INFORMATION GIVEN Start Marker
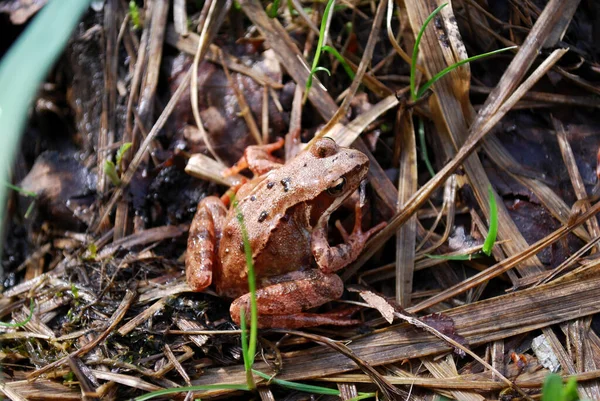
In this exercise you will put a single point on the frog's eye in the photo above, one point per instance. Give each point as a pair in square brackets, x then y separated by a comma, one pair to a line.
[324, 147]
[338, 187]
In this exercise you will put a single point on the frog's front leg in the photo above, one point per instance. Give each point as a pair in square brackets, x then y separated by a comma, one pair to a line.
[258, 158]
[282, 302]
[203, 242]
[331, 259]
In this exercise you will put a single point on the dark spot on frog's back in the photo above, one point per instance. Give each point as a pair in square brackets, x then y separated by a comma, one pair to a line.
[263, 215]
[286, 183]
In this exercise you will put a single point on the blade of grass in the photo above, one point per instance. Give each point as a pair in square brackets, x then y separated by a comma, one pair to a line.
[341, 59]
[250, 346]
[493, 231]
[448, 69]
[552, 389]
[273, 8]
[206, 387]
[424, 154]
[308, 388]
[319, 50]
[24, 322]
[111, 171]
[24, 66]
[490, 239]
[413, 64]
[121, 152]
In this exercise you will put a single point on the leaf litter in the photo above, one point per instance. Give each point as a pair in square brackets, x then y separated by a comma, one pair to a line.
[112, 315]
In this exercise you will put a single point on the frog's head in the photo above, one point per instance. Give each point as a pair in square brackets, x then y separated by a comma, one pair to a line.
[342, 170]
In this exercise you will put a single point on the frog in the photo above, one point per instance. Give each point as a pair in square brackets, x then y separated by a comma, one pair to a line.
[286, 210]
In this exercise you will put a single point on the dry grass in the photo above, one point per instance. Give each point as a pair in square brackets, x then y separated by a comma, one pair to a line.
[116, 319]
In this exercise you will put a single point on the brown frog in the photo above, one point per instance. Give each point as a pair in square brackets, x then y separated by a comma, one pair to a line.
[286, 211]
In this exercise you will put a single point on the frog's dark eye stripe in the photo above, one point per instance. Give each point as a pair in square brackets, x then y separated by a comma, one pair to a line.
[338, 187]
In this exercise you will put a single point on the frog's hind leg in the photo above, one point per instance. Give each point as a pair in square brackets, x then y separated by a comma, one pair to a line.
[282, 303]
[203, 239]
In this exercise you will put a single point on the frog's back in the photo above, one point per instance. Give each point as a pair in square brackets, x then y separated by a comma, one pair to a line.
[287, 249]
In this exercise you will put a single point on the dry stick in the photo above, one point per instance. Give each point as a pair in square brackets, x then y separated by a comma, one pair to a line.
[362, 68]
[472, 142]
[393, 41]
[139, 156]
[114, 320]
[506, 264]
[200, 52]
[416, 322]
[574, 174]
[454, 383]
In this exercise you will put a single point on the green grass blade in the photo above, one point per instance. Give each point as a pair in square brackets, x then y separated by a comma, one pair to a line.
[322, 69]
[251, 287]
[244, 328]
[318, 51]
[413, 64]
[333, 51]
[493, 231]
[308, 388]
[446, 70]
[176, 390]
[134, 13]
[22, 69]
[570, 392]
[111, 172]
[121, 152]
[552, 388]
[273, 8]
[24, 322]
[298, 386]
[424, 154]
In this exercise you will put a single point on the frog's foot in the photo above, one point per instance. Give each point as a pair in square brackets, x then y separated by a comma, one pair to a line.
[201, 254]
[258, 158]
[331, 259]
[283, 303]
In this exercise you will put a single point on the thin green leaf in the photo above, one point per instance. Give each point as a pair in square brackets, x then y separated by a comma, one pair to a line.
[322, 69]
[333, 51]
[493, 231]
[24, 66]
[570, 392]
[362, 396]
[273, 8]
[308, 388]
[318, 51]
[176, 390]
[552, 388]
[251, 350]
[24, 322]
[29, 209]
[446, 70]
[413, 64]
[121, 152]
[111, 171]
[423, 144]
[134, 12]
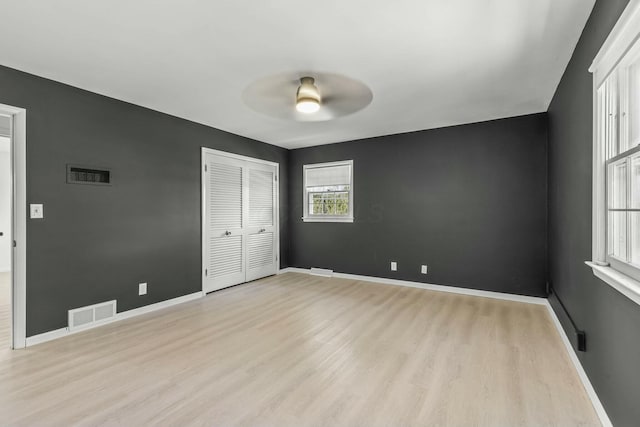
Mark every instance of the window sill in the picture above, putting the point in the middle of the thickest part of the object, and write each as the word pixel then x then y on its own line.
pixel 619 281
pixel 308 219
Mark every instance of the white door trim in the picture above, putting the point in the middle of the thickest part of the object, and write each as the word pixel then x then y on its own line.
pixel 19 224
pixel 204 152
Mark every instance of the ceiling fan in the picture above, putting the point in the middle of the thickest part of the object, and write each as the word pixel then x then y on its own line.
pixel 307 97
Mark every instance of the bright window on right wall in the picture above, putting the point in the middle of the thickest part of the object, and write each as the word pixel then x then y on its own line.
pixel 616 156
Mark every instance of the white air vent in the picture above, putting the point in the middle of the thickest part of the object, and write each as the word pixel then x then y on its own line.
pixel 92 315
pixel 321 272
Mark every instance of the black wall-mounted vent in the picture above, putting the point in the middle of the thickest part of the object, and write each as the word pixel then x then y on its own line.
pixel 580 337
pixel 88 175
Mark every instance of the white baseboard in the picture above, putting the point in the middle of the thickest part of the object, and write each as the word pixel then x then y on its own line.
pixel 591 392
pixel 430 287
pixel 63 332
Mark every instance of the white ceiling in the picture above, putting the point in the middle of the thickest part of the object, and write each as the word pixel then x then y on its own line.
pixel 429 63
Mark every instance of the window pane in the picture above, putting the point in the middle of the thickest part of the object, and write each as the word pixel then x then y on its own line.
pixel 618 234
pixel 634 219
pixel 634 103
pixel 635 182
pixel 618 185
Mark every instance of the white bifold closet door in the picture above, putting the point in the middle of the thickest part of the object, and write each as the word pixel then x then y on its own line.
pixel 240 214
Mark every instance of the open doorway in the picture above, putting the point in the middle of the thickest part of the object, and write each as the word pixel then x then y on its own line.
pixel 5 231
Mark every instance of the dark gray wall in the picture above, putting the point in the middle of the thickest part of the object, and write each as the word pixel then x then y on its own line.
pixel 469 201
pixel 611 321
pixel 97 243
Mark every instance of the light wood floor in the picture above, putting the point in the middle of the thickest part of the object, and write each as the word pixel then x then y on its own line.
pixel 298 350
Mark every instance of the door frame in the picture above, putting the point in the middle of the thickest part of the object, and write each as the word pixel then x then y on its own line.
pixel 204 152
pixel 18 156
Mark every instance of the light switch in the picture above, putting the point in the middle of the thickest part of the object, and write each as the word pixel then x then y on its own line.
pixel 36 211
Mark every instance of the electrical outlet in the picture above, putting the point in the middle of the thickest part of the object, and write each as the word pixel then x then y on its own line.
pixel 37 210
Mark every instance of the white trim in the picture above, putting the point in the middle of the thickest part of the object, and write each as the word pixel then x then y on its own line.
pixel 305 203
pixel 19 224
pixel 428 286
pixel 591 392
pixel 617 280
pixel 63 332
pixel 621 37
pixel 239 156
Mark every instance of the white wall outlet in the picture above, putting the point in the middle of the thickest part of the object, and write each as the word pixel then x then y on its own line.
pixel 37 210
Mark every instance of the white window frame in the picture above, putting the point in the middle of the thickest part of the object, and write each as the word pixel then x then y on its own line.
pixel 307 217
pixel 625 33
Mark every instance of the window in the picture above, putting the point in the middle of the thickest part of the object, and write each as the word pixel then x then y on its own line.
pixel 328 192
pixel 616 156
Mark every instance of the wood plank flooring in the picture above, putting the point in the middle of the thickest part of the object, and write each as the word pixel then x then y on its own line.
pixel 298 350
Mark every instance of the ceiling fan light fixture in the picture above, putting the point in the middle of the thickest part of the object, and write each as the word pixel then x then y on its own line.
INFORMATION GIVEN End Marker
**WHAT YOU NEED TO DO**
Using the data above, write out every line exactly, leaving the images behind.

**EXERCISE RESPONSE**
In this exercise you will put a single point on the frog's eye in the photo above, one point per instance. Give each point as a pair in square brackets, x then y separated by a comma, one pair to a line.
[324, 147]
[338, 187]
In this exercise you will put a single point on the frog's front leg in the photo above, one point per instance. Give each point as a pair in square brackets, x then y separated by a comma, one pair to a line.
[258, 158]
[282, 302]
[203, 242]
[331, 259]
In this exercise you will put a single point on the dark spot on frog's back in the photo above, one point per instance. Give each point as a pair in square brackets, x then y separated by a comma, one pair to a line.
[263, 215]
[286, 183]
In this exercise you will put a single point on the blade of grass in the photo above, one point per instance. Give each point as a pair in square brackets, x then y separated by a comma, one pair to a line.
[341, 59]
[250, 346]
[493, 231]
[448, 69]
[552, 389]
[273, 8]
[206, 387]
[424, 154]
[308, 388]
[319, 50]
[24, 322]
[111, 171]
[24, 66]
[490, 239]
[413, 64]
[121, 152]
In this exercise you will put a single point on the leaf litter in the photo above, one point per instance. Give each point as a pair in square brackets, x then y separated by a comma, one pair to a line.
[112, 315]
In this exercise you will put a single point on the frog's head in the photo above, one point per instance. Give each point as a pair in square brackets, x then y separated by a comma, one pair to a line.
[342, 170]
In this exercise you will put a single point on the frog in the photo above, one point per instance. Give each point as a pair in square brackets, x then y separated by a comma, one pair to a line.
[286, 210]
In this exercise you will put a single point on the dry grass in the photo above, one point per instance. Give each point as a pair in square brackets, x then y separated by a comma, one pair to a line.
[116, 319]
In this exercise you will put a single point on the brown frog in the photo above, one point per instance. Give each point as a pair in square brackets, x then y separated by a comma, one pair to a line.
[286, 211]
In this exercise you will put a single point on the frog's dark eye stripe in the photo above, one point per instance. Give each point as a pair in square brackets, x then y separated by a comma, one pair to a line.
[338, 187]
In this exercise you will put a single point on the frog's hind leg in the photo above, one point per instance. Give each point as a pair in square brackets, x then y separated by a comma, one pair to a line.
[282, 303]
[203, 239]
In this exercise you will put a single point on the frog's back in the photo above, one point per instance. Give each point as a pair in square brackets, x then y separated by a comma, one pair to a line.
[287, 249]
In this exercise you will put a single point on the dry stick in the photo above, one point per instance. Give each point as a pair in square brackets, x then y separated by a comma, one pair to a line.
[362, 68]
[472, 142]
[393, 41]
[139, 156]
[114, 320]
[506, 264]
[200, 52]
[416, 322]
[574, 174]
[454, 383]
In this exercise you will put a single point on the green grass blade in the photo above, one point per instance. Give each point as a pair in square brackets, x then y separated by a comma, one pair to a line.
[322, 69]
[251, 287]
[244, 328]
[318, 51]
[413, 64]
[333, 51]
[493, 231]
[308, 388]
[446, 70]
[176, 390]
[134, 13]
[22, 69]
[570, 392]
[111, 172]
[121, 152]
[552, 388]
[273, 8]
[24, 322]
[298, 386]
[424, 154]
In this exercise you will put a single point on the frog's foot in the photo above, one point per instance. Give each point as a pair in square brackets, x then y separated by a comma, one pair to a line.
[201, 254]
[258, 158]
[331, 259]
[283, 303]
In this exercise you will put a single point on the thin green leaf in the photo above, one point per instance. Give each point as a pair in square brackets, x then y separated by a comma, one pair to a line.
[322, 69]
[333, 51]
[493, 231]
[24, 66]
[570, 392]
[362, 396]
[273, 8]
[308, 388]
[318, 51]
[176, 390]
[552, 388]
[251, 350]
[24, 322]
[29, 209]
[446, 70]
[413, 64]
[121, 152]
[111, 171]
[423, 144]
[134, 12]
Mark every instance of the window sill in the picture above, putting the point in the middle of the thickest part of the object, and write each as the word pixel then x then y on its own line.
pixel 619 281
pixel 308 219
Mark every instance of the white door trim in the picture above, putting the point in the middle of the thickest part of the object, and write each as the word pixel then x then y on its own line.
pixel 19 224
pixel 204 152
Mark every instance of the ceiling fan in the picture above, putting the point in the middle of the thickest part of the object, and write each as the word pixel then x then y on its own line.
pixel 307 97
Mark every instance of the bright window on right wall in the picture above, putting the point in the middle of the thickest part of the object, and write each as the word pixel then x then y on its own line.
pixel 616 156
Mark every instance of the white air vent in the picture above, putting the point in the middle of the thickest part of the object, and write each as the word pixel then x then y on its own line.
pixel 92 315
pixel 321 272
Mark every instance of the black wall-mounted vent in the picture above, putting the point in the middle of the thickest part of the object, and write each as the word pixel then x then y on its own line.
pixel 580 337
pixel 88 175
Mark every instance of the white baseboard in the picture above, putting the point in the middle of the thickest part of the object, and write each as the word pixel then x then y on its own line.
pixel 591 392
pixel 430 287
pixel 63 332
Mark every instance of the white ceiling in the picture above, putting the point in the middle of the thickest part of the object, and write each as the word pixel then x then y on its own line.
pixel 429 63
Mark every instance of the window pane in the picture above, putting the point in the middle of the thickest part of the object, and write each as the word pixel then x then y on its own line.
pixel 618 234
pixel 634 219
pixel 634 103
pixel 635 182
pixel 618 185
Mark every instance of the white bifold closet door in the picture above, putting the point in the middle of the thickest part of the object, and write each as the word pixel then x then y on its own line.
pixel 240 214
Mark every instance of the open doorway in the picture above, putting the point in the middle of the thickest part of the object, and write each as the word pixel then x then y on its own line.
pixel 5 231
Mark every instance of the dark gray wall in the picture above, putting the point in the middle of the thickest part of the object, and write each as the word pixel then x then y on its own line.
pixel 469 201
pixel 611 321
pixel 97 243
Mark every instance of the light wood floor in the picture above, putting the point in the middle of the thickest part of the object, and write each as the word pixel then x then y on its own line.
pixel 298 350
Mark every instance of the door frame in the picture above, putting the point in the middle of the thickest part of the object, and write each as the word pixel then x then y on its own line.
pixel 204 152
pixel 18 156
Mark every instance of the light switch in the picture above, putting the point in the middle of the thickest part of the object, and write each as the word pixel then x then y on its own line.
pixel 36 211
Mark every instance of the electrical outlet in the picture above, putting the point in the middle of the thickest part of the object, and write each as the word pixel then x then y on its own line.
pixel 37 210
Mark every instance of the white trim in the picture above, putting the point in the middle of the thickest part of the object, and write each as the word pixel then x then y on its own line.
pixel 305 203
pixel 19 224
pixel 428 286
pixel 591 392
pixel 617 280
pixel 63 332
pixel 621 37
pixel 239 156
Mark every instance of the white wall outlet in the picture above, putting the point in the middle of the thickest part of the object, and write each as the word pixel then x then y on its own line.
pixel 37 210
Mark every instance of the white window frame in the picture above, putting the point in the middle of the thickest part of the object, and write each as the word pixel then x then y on its own line.
pixel 307 217
pixel 625 33
Mark every instance of the window in the picture above, putting the point in the middle of the thickest part of the object, and write each as the word pixel then x then y on its own line.
pixel 328 192
pixel 616 156
Mark every instance of the wood plank flooring in the picture above, putting the point in the middle of the thickest part of the object, and write each as the word pixel then x then y on its own line.
pixel 298 350
Mark every instance of the ceiling fan light fixture in the picture above, putting the point in the middle of the thickest part of the object, and write each as the word pixel then x then y on its own line.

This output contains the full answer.